TASK STATEMENT:
Could you extract every entry below and reproduce it exactly?
## START SUPPLIED ENTRIES
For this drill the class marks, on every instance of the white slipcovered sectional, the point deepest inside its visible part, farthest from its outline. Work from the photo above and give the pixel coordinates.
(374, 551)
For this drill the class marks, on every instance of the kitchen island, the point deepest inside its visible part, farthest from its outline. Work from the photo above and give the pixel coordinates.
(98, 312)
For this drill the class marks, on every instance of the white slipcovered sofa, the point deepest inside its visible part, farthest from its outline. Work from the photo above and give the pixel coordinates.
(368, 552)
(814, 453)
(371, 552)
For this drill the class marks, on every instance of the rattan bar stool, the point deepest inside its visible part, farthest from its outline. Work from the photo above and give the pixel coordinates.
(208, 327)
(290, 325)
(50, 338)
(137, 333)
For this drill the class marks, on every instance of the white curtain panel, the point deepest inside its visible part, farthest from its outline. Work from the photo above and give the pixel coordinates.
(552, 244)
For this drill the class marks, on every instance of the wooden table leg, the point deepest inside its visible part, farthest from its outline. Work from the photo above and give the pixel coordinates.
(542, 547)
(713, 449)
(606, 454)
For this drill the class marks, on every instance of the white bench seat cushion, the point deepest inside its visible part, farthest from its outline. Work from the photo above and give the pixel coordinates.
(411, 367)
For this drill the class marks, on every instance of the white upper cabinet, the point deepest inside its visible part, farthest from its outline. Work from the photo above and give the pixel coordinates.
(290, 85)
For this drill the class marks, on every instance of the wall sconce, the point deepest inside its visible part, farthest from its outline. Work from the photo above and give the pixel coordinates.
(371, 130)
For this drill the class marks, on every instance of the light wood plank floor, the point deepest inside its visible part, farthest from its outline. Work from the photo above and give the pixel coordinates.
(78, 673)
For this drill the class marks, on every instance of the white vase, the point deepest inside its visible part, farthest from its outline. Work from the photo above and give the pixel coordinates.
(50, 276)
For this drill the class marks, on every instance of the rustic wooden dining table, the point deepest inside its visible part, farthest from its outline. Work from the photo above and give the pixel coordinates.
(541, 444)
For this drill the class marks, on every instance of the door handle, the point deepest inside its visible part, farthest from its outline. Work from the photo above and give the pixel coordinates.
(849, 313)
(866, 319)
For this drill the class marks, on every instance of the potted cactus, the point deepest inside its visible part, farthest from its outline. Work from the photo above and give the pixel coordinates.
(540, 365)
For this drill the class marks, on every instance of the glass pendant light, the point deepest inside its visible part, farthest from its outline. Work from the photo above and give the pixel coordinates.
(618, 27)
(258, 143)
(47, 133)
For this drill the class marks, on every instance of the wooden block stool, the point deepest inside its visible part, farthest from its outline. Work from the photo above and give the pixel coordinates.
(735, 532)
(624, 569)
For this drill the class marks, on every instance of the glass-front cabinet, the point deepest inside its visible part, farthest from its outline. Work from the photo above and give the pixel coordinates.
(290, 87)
## END SUPPLIED ENTRIES
RESULT BELOW:
For this drill the class marks, on every instance of the white slipcovered sectional, the point deepest inside its visible part, farthest from its outline. Work from the photo above and give the pixel coordinates.
(374, 551)
For this drill the class marks, on every instance of the kitchen island, the point deepest inside its visible part, farthest from its outline. Work from the photo above and give the pixel coordinates.
(98, 312)
For this drill the class marks, on every instance of the white slipcovered sofa, the point deepest inside its visible part, farthest from its outline. Work from the photo above and give the pixel coordinates.
(368, 552)
(814, 453)
(371, 552)
For this drill the class marks, on every instance of the rattan bar stool, the point deepest inside its visible part, farthest from its outline. Work from the photo above and give the pixel coordinates.
(208, 327)
(290, 325)
(50, 338)
(137, 333)
For this drill the class marks, on every instance of the white curtain panel, the point deepest inside its visible part, farthest from its outline. Work from the photo above and give the pixel coordinates.
(552, 244)
For this drill the class marks, on every instance of the wooden table leg, the point deepest inside its visible part, farthest from its outline. Work from the photo above and give the pixel coordinates.
(542, 547)
(713, 449)
(606, 454)
For this drill the class marks, on every instance of the white bench seat cushion, the point deepest inside its visible part, farthest from its outline. Work from the photo above and give the pixel coordinates.
(411, 367)
For this drill the class marks, on every instance of the white upper cabinet, the point deepest inside its visible part, farthest from its outline. Work from the photo above and give the pixel coordinates.
(290, 85)
For this drill the class marks, on every instance of the wall sconce, the point deepest inside its visible part, farthest from its outline. Work from the photo above and give the pixel coordinates.
(371, 130)
For this drill the class marks, on every instance of the light wood plank floor, the point deepest inside its visible part, farthest from its outline. Work from the photo above and give the pixel coordinates.
(78, 673)
For this drill the class marks, on every instance of the white vase, the point deepest inside its visible part, farthest from its outline. Work from the photo above and give the pixel coordinates.
(50, 276)
For this drill the class marks, on every instance of the rustic wooden dining table, the point deepest inside its visible part, farthest from its outline. Work from the photo above and give the pixel coordinates.
(541, 444)
For this drill the class marks, on every instance of the door handle, the point deepest inside its visible part, farthest from its outline. Work from the photo above and give the pixel coordinates.
(849, 313)
(866, 319)
For this drill the class marks, on every instance of the potted cactus, the point deepest inside its visible part, farthest from its outline. Work from the photo above and give the pixel coordinates.
(540, 365)
For this drill the class marks, on every instance of the glass pendant light, the point deepest inside its visible part, farthest from its outline. Work from the photo above and give the pixel coordinates.
(618, 27)
(258, 143)
(47, 133)
For this drill the class marks, on every instance of the wooden block stool, the point deepest inside its visible part, farthest from its outline. Work from the photo above and give the pixel coordinates.
(735, 532)
(624, 569)
For this drill the class marks, on every instance of the glass-front cabinet, the point deepest inside its visible part, farthest from its outline. Work from the photo above and give the pixel coordinates.
(290, 87)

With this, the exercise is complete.